━━━ DATA FOR THE TASK ━━━
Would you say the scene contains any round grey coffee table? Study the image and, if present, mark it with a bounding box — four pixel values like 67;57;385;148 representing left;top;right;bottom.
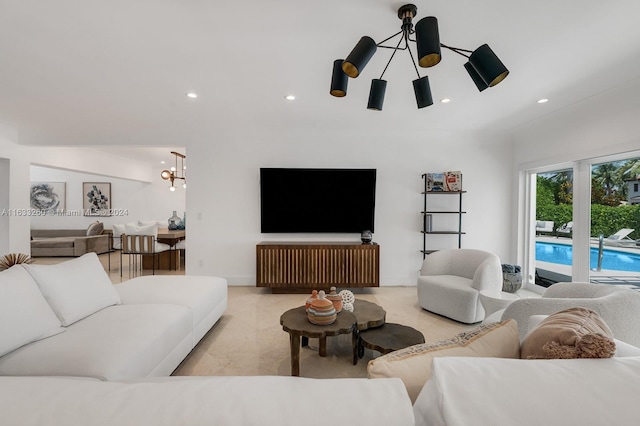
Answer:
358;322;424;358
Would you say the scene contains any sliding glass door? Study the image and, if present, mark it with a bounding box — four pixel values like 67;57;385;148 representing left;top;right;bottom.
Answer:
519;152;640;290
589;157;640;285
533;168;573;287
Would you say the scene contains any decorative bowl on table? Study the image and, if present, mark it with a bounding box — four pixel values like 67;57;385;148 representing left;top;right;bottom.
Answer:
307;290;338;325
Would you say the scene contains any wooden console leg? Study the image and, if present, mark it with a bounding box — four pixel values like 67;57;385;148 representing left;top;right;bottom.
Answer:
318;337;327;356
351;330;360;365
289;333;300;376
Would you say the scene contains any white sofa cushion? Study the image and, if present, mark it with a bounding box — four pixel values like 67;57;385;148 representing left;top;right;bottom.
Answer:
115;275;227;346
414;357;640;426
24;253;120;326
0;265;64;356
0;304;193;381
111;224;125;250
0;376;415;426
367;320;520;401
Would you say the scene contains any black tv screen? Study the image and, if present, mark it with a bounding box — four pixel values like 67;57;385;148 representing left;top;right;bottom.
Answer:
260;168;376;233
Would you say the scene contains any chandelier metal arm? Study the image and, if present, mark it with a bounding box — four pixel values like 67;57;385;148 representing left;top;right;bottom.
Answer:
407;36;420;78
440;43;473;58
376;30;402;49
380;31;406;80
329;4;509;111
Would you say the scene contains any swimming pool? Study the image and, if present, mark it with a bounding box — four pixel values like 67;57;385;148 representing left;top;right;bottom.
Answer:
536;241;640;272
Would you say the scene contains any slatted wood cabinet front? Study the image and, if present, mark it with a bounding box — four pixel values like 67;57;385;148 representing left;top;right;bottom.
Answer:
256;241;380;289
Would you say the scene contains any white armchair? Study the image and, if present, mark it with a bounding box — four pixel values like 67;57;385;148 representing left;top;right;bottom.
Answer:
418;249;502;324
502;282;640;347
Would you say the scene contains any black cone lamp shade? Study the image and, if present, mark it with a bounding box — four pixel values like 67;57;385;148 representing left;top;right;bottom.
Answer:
━━━
### BRIEF
Write out every one of the records above word for word, without the pictures.

### EXERCISE RESPONSE
Would you say the scene contains any round grey coffee table? Study the image and, if present, mark it with a bounding box — four pixel values like 67;57;385;148 representing left;top;right;bottom.
Answer:
358;322;424;358
Would you say the scene contains any sliding glass door? Study the image and, if present, mark it with a bounding box — four pixel values like 67;57;385;148 representing left;top;right;bottom.
Answer:
519;152;640;290
589;157;640;285
533;168;573;287
Would you say the scene contains any decorative bowl on table? Study the image and, if present, mark it with a bounding box — four pixel values like 67;57;385;148 representing left;top;right;bottom.
Answer:
307;290;338;325
Would you say the scene contains any wooden console leg? Study the image and, if present, mark it with a bounding box — four pixel values like 67;57;385;148 representing left;top;right;bottom.
Answer:
318;337;327;356
351;330;360;365
289;333;300;376
Would you say the scene contains any white sofa cushion? Study the image and, if present, mark it with a bounding box — four pixel values like 67;57;385;148 representing left;top;right;bottom.
Answer:
115;275;227;346
414;357;640;426
24;253;120;326
0;265;64;356
0;304;193;381
111;224;125;250
0;376;415;426
367;320;520;401
Would you say the scene contains any black tv screen? Study the image and, if present, mark it with a bounding box — four pixel values like 67;57;385;148 representing left;top;right;bottom.
Answer:
260;168;376;233
Would you say the scene contains any chandelier metal arm? Study the image and, if present, mark it with a bounding box — four pixel values like 67;57;385;148 representing left;top;right;bottom.
Answer:
407;36;420;78
440;43;473;58
376;30;402;49
380;31;406;80
329;4;509;111
Would you say the scene contains any swimming pool? Study the image and, if present, mark it with a bounding box — four pixel values like 67;57;385;148 representing left;top;right;bottom.
Answer:
536;241;640;272
Would you say the scene contains any slatted wood cabinet front? Study the image and, if present, mark it with a bounding box — four pixel values like 67;57;385;148 representing left;top;right;bottom.
Answer:
256;241;380;289
Would you say the scene contains any white armchair? Study the image and, if present, mark it with a bounding box — four pixel values like 67;57;385;148 representing left;top;right;bottom.
Answer:
418;249;502;324
502;282;640;347
Would you say the scene contains any black cone lamp shade? Study the image and, if present, mark it with a bounding box — four pixel values like 67;57;385;148 representing left;top;right;bottom.
Answer:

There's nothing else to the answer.